### Pasaje seleccionado
----
Foto: cortesía de Stephen Ferry
«No sé tú oye. Eso que tú quieres saber no lo vas a saber nunca. Porque los muertos ya son todos iguales y viven en el misterio. Y el misterio de la muerte no se puede descifrar». Allí estaba el rezandero, descansando sobre las escaleras de uno de los grandes mausoleos junto al pasillo central: el de la familia de Fernando Vélez Danies, ancestro de Dionisio, quien hasta el 2015 fue el alcalde de Cartagena y que quedaba muy cerca de los dos inmuebles mortuorios de la descendencia de Juan Antonio de la Espriella, miembro del partido liberal.
Un mausoleo de la segunda mitad del siglo XIX que se parece al Panteón y que al igual que el de los Espiriella era de los más vistosos: cuatro columnas en la entrada, techo triangular. Fachada e interior decoroso, hecho de mármol traído de Carrara, Italia. El mismo que rellena el cuerpo del famoso David de Miguel Ángel y que dicen, sirve para que las lápidas y esculturas —si sobreviven al saqueo—perduren en la historia.
Foto: cortesía de Viviana Peretti
Escultura y losa
Con la cara ladeada y los ojos pintados de negro por algún vivo, una virgen blanca clava su mirada sobre la pared. En la pared está la tumba de Santiago. Su lápida dice que Dios se lo ha llevado porque necesitaba urgente a un ángel como él. Hoy tendría cinco años, pero murió a los doce días de nacido. Dios me necesitaba a mi edad y con mis cualidades —dice su piedra— no estén tristes mami y papi que yo estoy transmitiendo mi alegría.
----
### Tarea breve 1
¿A qué edad murió Santiago, según el pasaje seleccionado?

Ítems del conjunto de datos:
----
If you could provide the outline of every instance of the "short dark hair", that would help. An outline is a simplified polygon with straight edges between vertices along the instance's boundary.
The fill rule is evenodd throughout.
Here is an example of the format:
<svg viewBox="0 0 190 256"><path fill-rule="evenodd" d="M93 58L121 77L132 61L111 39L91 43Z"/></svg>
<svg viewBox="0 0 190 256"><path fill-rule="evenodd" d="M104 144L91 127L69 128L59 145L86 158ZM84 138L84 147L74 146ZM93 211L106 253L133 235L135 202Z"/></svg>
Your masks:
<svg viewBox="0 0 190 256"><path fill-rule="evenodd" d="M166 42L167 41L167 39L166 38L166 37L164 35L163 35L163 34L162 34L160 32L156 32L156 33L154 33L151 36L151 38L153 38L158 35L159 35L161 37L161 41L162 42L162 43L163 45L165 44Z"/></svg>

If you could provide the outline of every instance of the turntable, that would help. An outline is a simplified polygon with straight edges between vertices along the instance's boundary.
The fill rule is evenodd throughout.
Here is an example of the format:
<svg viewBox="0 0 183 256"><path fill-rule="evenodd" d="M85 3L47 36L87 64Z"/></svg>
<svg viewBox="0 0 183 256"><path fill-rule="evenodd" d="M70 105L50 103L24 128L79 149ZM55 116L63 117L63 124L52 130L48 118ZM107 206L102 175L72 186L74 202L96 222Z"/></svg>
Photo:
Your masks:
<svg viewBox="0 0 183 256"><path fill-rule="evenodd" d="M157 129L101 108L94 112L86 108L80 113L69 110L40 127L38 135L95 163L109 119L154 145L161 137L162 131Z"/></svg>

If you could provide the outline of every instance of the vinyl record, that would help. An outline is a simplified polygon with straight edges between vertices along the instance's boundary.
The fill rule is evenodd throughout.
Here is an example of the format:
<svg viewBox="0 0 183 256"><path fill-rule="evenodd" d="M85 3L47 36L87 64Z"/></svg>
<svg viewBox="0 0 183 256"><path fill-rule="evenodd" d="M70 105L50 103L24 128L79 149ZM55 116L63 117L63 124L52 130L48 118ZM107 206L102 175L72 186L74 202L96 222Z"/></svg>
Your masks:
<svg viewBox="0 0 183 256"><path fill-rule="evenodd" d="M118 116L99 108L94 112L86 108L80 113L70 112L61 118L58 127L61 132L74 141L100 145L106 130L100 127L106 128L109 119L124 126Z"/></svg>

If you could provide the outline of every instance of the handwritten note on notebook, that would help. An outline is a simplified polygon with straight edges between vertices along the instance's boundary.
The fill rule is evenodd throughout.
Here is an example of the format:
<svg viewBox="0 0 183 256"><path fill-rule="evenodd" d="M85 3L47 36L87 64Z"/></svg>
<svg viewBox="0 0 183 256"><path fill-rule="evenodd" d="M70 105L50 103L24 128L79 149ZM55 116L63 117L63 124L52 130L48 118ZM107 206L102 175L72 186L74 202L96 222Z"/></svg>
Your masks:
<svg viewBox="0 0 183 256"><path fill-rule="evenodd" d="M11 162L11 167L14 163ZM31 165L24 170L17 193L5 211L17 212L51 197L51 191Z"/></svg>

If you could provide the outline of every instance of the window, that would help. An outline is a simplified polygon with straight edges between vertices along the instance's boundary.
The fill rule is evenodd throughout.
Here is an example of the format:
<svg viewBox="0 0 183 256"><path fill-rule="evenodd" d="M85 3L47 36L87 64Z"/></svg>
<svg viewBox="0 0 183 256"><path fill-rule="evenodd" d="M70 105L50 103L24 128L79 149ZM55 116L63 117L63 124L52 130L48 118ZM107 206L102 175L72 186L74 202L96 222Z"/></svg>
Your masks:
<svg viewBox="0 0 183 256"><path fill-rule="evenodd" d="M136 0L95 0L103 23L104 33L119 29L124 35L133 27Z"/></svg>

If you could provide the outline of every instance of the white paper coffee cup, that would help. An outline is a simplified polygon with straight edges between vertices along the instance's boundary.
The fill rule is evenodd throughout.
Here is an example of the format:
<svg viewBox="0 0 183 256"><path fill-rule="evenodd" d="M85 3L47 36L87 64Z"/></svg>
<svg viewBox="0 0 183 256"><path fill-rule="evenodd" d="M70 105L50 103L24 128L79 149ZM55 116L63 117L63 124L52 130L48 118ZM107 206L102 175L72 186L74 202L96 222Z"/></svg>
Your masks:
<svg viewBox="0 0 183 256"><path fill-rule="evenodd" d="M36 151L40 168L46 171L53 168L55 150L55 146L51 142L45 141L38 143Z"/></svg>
----
### Tarea breve 2
Reescribe las filas empezando en la línea que contiene "the window, that" y terminando al final de las filas, ambas incluidas, y sustituye "Your masks" por "Your outlines" sin cambiar nada más. Entrega solo esas líneas.

### Respuesta correcta 1
A los doce días de nacido.

### Respuesta correcta 2
If you could provide the outline of every instance of the window, that would help. An outline is a simplified polygon with straight edges between vertices along the instance's boundary.
The fill rule is evenodd throughout.
Here is an example of the format:
<svg viewBox="0 0 183 256"><path fill-rule="evenodd" d="M85 3L47 36L87 64Z"/></svg>
<svg viewBox="0 0 183 256"><path fill-rule="evenodd" d="M70 105L50 103L24 128L79 149ZM55 116L63 117L63 124L52 130L48 118ZM107 206L102 175L72 186L74 202L96 222Z"/></svg>
Your outlines:
<svg viewBox="0 0 183 256"><path fill-rule="evenodd" d="M136 0L95 0L103 23L104 33L119 29L124 35L133 27Z"/></svg>

If you could provide the outline of every instance of the white paper coffee cup, that would help. An outline is a simplified polygon with straight edges between vertices along the instance's boundary.
The fill rule is evenodd throughout.
Here is an example of the format:
<svg viewBox="0 0 183 256"><path fill-rule="evenodd" d="M85 3L47 36L87 64Z"/></svg>
<svg viewBox="0 0 183 256"><path fill-rule="evenodd" d="M70 105L50 103L24 128L79 149ZM55 116L63 117L63 124L52 130L48 118ZM107 206L102 175L72 186L74 202L96 222Z"/></svg>
Your outlines:
<svg viewBox="0 0 183 256"><path fill-rule="evenodd" d="M36 151L40 168L46 171L53 168L55 150L55 146L51 142L45 141L38 143Z"/></svg>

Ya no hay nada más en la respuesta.